Instruction
Reproduce the rows from the line containing "Where can the water surface" up to and including the line containing "x=657, y=191", with the requests kept. Adjust every x and y coordinate in the answers by adding -91 to it.

Supplied information
((
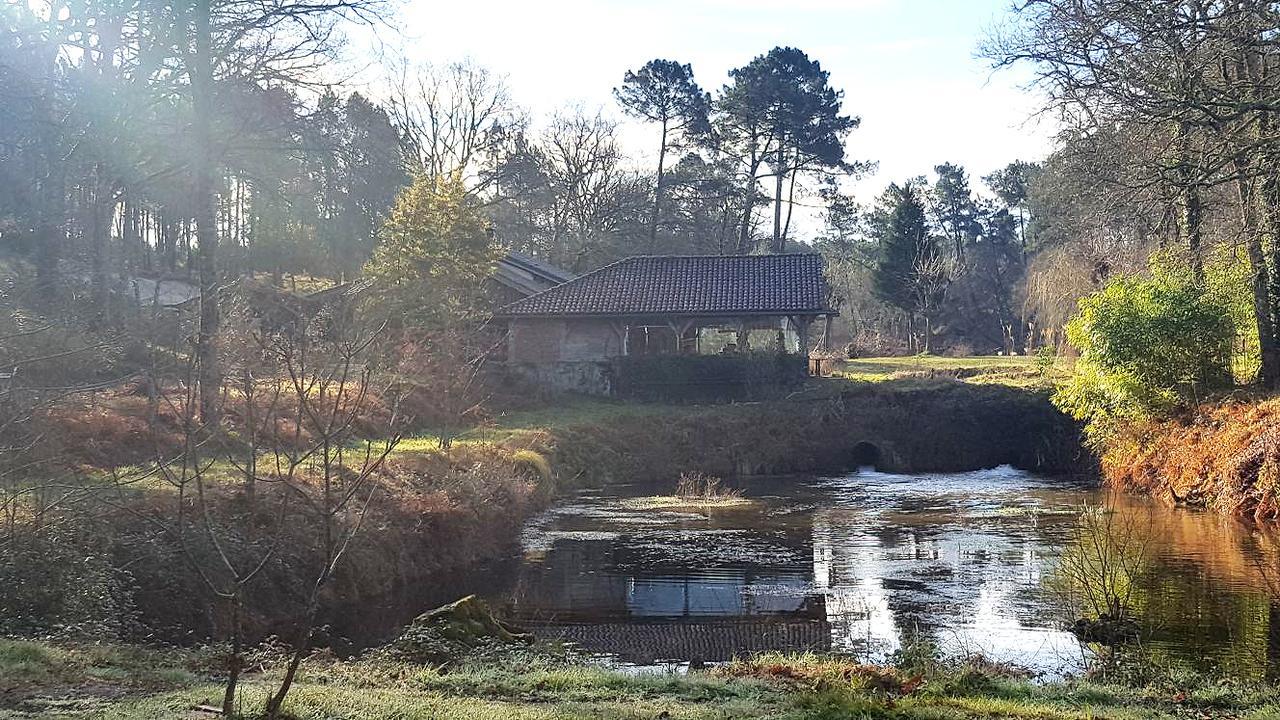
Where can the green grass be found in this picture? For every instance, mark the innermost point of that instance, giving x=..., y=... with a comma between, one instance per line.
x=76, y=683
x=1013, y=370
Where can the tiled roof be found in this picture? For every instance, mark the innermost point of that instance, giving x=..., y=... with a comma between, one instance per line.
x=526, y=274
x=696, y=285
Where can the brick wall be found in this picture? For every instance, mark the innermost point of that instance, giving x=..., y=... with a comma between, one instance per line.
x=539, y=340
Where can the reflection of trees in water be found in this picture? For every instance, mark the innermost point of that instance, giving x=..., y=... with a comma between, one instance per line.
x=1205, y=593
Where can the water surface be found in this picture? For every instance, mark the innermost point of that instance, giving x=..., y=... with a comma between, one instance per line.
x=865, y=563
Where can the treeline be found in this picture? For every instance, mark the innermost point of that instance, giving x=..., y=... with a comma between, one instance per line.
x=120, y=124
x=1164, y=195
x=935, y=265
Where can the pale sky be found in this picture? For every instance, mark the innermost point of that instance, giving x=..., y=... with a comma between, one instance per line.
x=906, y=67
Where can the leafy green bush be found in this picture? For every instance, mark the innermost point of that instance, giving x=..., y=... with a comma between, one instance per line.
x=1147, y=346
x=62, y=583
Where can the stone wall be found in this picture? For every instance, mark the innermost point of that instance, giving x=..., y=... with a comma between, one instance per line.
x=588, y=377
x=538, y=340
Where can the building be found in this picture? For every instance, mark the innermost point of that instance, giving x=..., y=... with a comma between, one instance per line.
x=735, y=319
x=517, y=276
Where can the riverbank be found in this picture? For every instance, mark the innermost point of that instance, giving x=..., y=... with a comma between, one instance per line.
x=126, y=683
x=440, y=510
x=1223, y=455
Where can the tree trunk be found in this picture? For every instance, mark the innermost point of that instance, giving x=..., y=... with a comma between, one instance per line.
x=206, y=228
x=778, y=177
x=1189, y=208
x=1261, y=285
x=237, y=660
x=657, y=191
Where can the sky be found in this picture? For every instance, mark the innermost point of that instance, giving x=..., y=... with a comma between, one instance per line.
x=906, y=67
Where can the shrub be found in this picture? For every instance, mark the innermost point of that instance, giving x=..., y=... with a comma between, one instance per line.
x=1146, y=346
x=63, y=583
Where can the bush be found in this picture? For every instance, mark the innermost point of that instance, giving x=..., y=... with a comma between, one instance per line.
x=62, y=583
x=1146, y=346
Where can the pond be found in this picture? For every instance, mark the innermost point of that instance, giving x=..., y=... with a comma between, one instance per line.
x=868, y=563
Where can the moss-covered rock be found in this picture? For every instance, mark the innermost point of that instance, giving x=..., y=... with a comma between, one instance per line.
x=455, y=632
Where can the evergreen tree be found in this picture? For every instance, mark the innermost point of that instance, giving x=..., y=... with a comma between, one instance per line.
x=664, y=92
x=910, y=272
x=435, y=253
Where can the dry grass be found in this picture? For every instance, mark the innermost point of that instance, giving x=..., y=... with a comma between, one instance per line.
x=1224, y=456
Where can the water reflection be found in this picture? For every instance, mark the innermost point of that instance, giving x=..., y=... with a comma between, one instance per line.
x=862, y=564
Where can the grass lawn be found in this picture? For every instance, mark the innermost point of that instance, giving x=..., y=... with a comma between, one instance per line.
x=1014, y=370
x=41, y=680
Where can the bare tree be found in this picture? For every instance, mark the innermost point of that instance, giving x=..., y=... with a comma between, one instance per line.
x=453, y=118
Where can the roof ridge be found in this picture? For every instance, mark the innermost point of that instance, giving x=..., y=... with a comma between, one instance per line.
))
Result below
Where can the water surface be found in this picture? For every instance, mark the innermost point of that instance, giving x=..., y=... with a comma between, one instance per line.
x=774, y=472
Where can the treeline be found in this picture? For every instance, mark the innermost point of that instance, giving x=..., y=... with a comma between, one instance per line.
x=29, y=33
x=1073, y=104
x=844, y=174
Where can the pale sky be found in this picture? For every instance, mark the innermost point of that instance, giving x=..., y=... with a comma between, one instance per line.
x=815, y=-24
Where can the leafy green bush be found in this picture? For every instance, mark the innermost point of that instance, giving x=..., y=... with a comma between, one instance per line.
x=1056, y=255
x=-29, y=492
Where can the stone wall be found in this picture? For every instance, mark the innermost point of that instance, giving x=..., y=... with a comma between, one instance per line.
x=497, y=286
x=447, y=249
Where can the building be found in this picture? For every instance, mark the innermost point of that instance, giving x=..., y=... with a comma between, one instance per line.
x=644, y=228
x=426, y=185
Where can the riverbank be found in this picture? For every instance, mark the innermost point of that instance, giving x=..., y=... with a comma between, one instance per line.
x=35, y=592
x=349, y=419
x=1132, y=364
Where can the tree trunk be found in this picture? For every instance, mark the innermost point of that instance, giving x=..., y=... with a comma between, one instance per line.
x=115, y=137
x=687, y=86
x=1098, y=117
x=1170, y=194
x=146, y=569
x=566, y=100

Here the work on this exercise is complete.